#### WHAT IS NEEDED
Write out all of the entries exactly, please.

#### PROVIDED RECORDS
.....

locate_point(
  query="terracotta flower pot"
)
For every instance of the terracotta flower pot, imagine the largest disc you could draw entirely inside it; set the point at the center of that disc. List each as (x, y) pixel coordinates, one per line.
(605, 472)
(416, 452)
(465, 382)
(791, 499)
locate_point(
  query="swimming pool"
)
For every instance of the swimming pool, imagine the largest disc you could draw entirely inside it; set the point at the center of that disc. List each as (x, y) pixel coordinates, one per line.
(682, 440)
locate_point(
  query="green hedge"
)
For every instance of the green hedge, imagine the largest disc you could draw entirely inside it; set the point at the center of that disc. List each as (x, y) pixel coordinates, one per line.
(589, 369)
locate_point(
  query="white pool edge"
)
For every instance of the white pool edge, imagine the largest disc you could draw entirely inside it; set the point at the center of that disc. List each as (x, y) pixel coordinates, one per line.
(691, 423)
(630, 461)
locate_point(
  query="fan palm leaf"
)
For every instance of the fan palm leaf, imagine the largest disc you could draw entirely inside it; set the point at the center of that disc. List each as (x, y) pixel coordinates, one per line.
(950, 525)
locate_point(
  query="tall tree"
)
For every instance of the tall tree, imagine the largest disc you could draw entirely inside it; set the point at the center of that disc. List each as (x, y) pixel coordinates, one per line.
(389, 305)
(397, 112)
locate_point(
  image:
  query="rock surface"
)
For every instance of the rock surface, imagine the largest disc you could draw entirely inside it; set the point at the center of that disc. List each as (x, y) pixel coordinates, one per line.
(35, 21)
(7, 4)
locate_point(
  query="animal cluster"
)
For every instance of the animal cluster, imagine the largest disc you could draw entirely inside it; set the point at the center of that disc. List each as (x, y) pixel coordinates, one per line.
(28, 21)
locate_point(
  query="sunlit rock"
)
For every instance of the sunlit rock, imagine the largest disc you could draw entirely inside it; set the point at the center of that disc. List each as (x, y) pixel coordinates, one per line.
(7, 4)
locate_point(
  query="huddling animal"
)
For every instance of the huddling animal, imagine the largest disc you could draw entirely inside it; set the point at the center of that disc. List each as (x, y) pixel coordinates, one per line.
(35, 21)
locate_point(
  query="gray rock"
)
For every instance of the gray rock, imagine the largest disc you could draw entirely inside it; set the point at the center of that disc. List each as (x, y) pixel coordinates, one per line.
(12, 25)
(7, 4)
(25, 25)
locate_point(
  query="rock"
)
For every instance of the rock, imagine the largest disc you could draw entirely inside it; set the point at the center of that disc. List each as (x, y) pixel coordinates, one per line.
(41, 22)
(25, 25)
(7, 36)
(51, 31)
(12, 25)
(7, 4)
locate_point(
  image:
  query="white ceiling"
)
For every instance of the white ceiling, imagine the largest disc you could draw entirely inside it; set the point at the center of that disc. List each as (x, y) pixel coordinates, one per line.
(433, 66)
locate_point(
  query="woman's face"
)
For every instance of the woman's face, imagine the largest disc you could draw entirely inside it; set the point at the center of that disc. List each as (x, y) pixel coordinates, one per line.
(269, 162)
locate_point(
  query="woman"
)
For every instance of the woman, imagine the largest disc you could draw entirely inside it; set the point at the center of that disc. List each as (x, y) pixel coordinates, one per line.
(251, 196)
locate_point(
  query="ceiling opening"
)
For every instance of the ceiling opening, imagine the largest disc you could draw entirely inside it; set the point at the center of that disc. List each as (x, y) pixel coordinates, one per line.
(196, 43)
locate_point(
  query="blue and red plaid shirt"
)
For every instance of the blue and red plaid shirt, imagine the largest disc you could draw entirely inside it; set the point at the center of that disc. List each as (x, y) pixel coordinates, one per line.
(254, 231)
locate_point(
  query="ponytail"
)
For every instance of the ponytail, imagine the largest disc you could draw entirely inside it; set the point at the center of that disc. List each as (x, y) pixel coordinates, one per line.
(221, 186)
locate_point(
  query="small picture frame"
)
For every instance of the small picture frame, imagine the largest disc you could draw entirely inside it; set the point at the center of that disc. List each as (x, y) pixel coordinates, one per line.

.....

#### RESULT OF THE TASK
locate_point(
  query="terracotta flower pot"
)
For every instance of the terracotta flower pot, imagine the largest disc you could draw entirely inside it; set the point at the center of that disc. List each as (x, y) pixel coordinates, one per line.
(605, 472)
(416, 452)
(465, 382)
(791, 499)
locate_point(
  query="swimming pool"
)
For every instance of the swimming pool, imagine the largest disc you could draw entirely inside it; set the point at the center of that disc. List each as (x, y) pixel coordinates, one per line.
(682, 440)
locate_point(
  query="green hedge"
)
For every instance of the green hedge, imagine the largest disc you could draw entirely inside it; set the point at the center of that disc. List each as (x, y) pixel coordinates, one per line.
(589, 369)
locate_point(
  query="white pool edge"
)
For every instance of the white pool edge, imagine the largest disc you could draw entirely inside it; set the point at the center of that disc. List each as (x, y) pixel coordinates, one per line.
(691, 423)
(630, 461)
locate_point(
  query="fan palm leaf"
)
For every instance of the fan palm leaf, imagine the largest disc you could draw entirely inside it; set the point at the center of that disc. List each as (x, y) pixel coordinates, one per line.
(950, 525)
locate_point(
  query="tall tree"
)
For every instance of the tall tree, imagine the largest disc you could draw entirely inside it; set the point at the center of that disc. List each as (x, y) pixel coordinates, one per line.
(389, 305)
(397, 112)
locate_point(
  image:
  query="rock surface"
)
For every instance of the rock surface, imagine the largest disc you could draw entirely inside it; set the point at the center of that disc. List each as (x, y) pixel coordinates, one per line.
(35, 21)
(7, 4)
locate_point(
  query="animal cluster"
)
For every instance of the animal cluster, imagine the largest disc you could draw entirely inside it; set the point at the center of that disc. List each as (x, y) pixel coordinates, one per line.
(28, 21)
locate_point(
  query="sunlit rock"
)
For every instance of the sunlit rock, imagine the largest disc you could draw entirely inside it; set the point at the center of that disc. List each as (x, y) pixel coordinates, one per line.
(7, 4)
locate_point(
  query="huddling animal"
)
For every instance of the huddling animal, imagine the largest disc you could draw entirely inside it; set the point at the center of that disc. List each as (x, y) pixel coordinates, one per line.
(35, 21)
locate_point(
  query="gray rock"
)
For every instance of the gray rock, imagine the largest disc you could draw entirely inside it; set the point at the center of that disc. List each as (x, y) pixel coordinates, one per line.
(12, 25)
(7, 4)
(25, 25)
locate_point(
  query="rock"
)
For every instance of the rock, imagine the largest disc you could draw entirely inside it; set the point at the center of that disc. List each as (x, y) pixel coordinates, one per line.
(41, 22)
(25, 25)
(7, 36)
(51, 31)
(12, 25)
(7, 4)
locate_point(
  image:
  query="white ceiling"
)
For every instance of the white ceiling, imagine the largest disc you could draw entirely inside it; set the point at the center of that disc. List each as (x, y) pixel coordinates, one per line.
(433, 66)
locate_point(
  query="woman's face"
)
For every instance of the woman's face, imagine the largest disc you could draw entirely inside it; set the point at the center of that disc. List each as (x, y) pixel coordinates, one per line.
(269, 162)
locate_point(
  query="woman"
)
For every instance of the woman, imagine the largest disc you could draw entirely inside it; set the point at the center of that disc. List each as (x, y) pixel coordinates, one per line.
(251, 196)
locate_point(
  query="ceiling opening"
)
For every instance of the ceiling opening, imagine the largest disc you could draw entirely inside it; set the point at the center of that disc. List each as (x, y) pixel coordinates, one per line.
(196, 43)
locate_point(
  query="blue and red plaid shirt"
)
For every instance of the blue and red plaid shirt, imagine the largest disc you could draw entirely inside it; set the point at the center of that disc. List each as (x, y) pixel coordinates, one per line.
(254, 231)
locate_point(
  query="ponytail"
)
For every instance of the ponytail, imagine the largest disc you could draw entirely inside it; set the point at the center of that disc. List each as (x, y) pixel coordinates, one per line.
(221, 186)
locate_point(
  query="small picture frame"
)
For every instance of the small picture frame, imagine the largest disc you could draw entirely inside it; set the point at the center of that disc. List each as (x, y) pixel coordinates, one per line.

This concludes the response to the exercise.